Document
- - - - -

As fans trickle into Qatar, they’re understandably in holiday mode as they look forward to the prospect of a desert World Cup.
But where best to stay in a country that is geographically on a peninsula smaller than Connecticut and is the smallest World Cup host in history?
The scramble for accommodation is likely to hot up given Qatar is set to welcome an estimated 1.5 million fans over the month-long tournament, which begins on November 20.
Jimmy and Kennis Leung were among the very first fans to arrive at the Fan Village Cabins Free Zone, one of the largest sites available to supporters, checking in on Thursday.
“They’ve built this in a desert,” Jimmy told CNN Sport, as he scanned his accommodation space, which he was impressed by.
“It is too expensive to stay in a hotel or AirBnB in Doha so this was a great option.”
The Free Zone fan village is around 20 minutes by metro from downtown Doha but at the moment it’s a bit like entering a dystopian world.
There is precious little else around the village – one or two building sites and a main road – so staff quickly direct you to the reception, which is a 10-minute walk across a vast car park.
There is an endless lines of portacabins, organized into different colors and mapped in alphabetical order, stretching into the distance, with large gazebos containing hundreds of empty tables and chairs.
Basketball courts, outdoor gyms and a huge television screen are dotted around the complex where fans can play and relax.
When CNN visited on Friday, only a handful of fans were milling around, though many more were are expected over the course of the tournament.

- - - - -

Data section

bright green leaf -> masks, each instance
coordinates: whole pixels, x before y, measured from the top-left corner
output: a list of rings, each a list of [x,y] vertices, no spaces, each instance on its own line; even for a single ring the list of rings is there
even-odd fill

- - - - -

Directions
Rewrite the passage of the Qatar fan village article starting with "There is precious" and going on through "vast car park.", putting "parking lot" in place of "car park".

Solution for this task
There is precious little else around the village – one or two building sites and a main road – so staff quickly direct you to the reception, which is a 10-minute walk across a vast parking lot.